# Available records
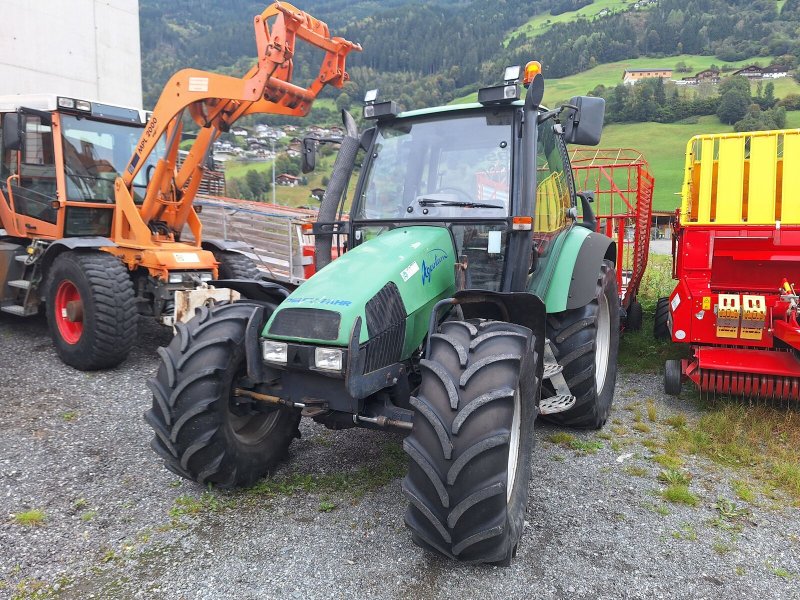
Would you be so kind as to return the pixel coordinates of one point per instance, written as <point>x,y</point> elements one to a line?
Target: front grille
<point>386,325</point>
<point>306,323</point>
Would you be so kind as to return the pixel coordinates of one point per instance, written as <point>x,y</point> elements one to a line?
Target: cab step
<point>556,404</point>
<point>551,370</point>
<point>19,311</point>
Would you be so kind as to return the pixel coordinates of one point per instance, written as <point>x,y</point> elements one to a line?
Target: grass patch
<point>392,465</point>
<point>30,518</point>
<point>652,414</point>
<point>676,421</point>
<point>674,477</point>
<point>636,471</point>
<point>561,437</point>
<point>586,446</point>
<point>680,494</point>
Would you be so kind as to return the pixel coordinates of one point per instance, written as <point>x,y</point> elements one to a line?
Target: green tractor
<point>471,299</point>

# Description of the task
Render the listing above as a two-column CSV with the headers request and response, one row per request. Put its text and its answer each in a single quoted field, with line breaks turned into spaces, and leave out the pictures.

# The reply
request,response
"Would you be so kind as to return the pixel coordinates of one point per instance, written as <point>x,y</point> elements one to a line? Target: front grille","<point>386,325</point> <point>306,323</point>"
"Would you be so kind as to return the pixel coordinates of one point per instance, written as <point>x,y</point> elements one to a line? Target: cab step","<point>556,404</point> <point>551,370</point> <point>19,311</point>"
"Would you be so kind as to return the pixel coordinates of one point per instance, written as <point>x,y</point> elements one to a line? Target: grass patch","<point>392,465</point> <point>30,518</point> <point>652,414</point> <point>676,421</point> <point>674,477</point> <point>636,471</point> <point>561,437</point> <point>586,446</point> <point>680,494</point>"
"Would you be so kind as to return the pixel coordinates of one point per instance, written as <point>x,y</point> elements one to a line? Target: green tractor","<point>471,299</point>"